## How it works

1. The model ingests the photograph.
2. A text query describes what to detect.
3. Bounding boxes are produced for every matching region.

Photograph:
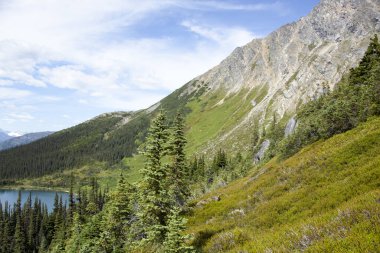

Set exercise -
Rewrite every line of the material above as a numbered list, skipping blank lines and leaving out any pictures.

Expected answer -
1. ## How it works
2. 1. The model ingests the photograph.
3. 2. A text query describes what to detect.
4. 3. Bounding boxes are produced for every matching region.
5. Photograph:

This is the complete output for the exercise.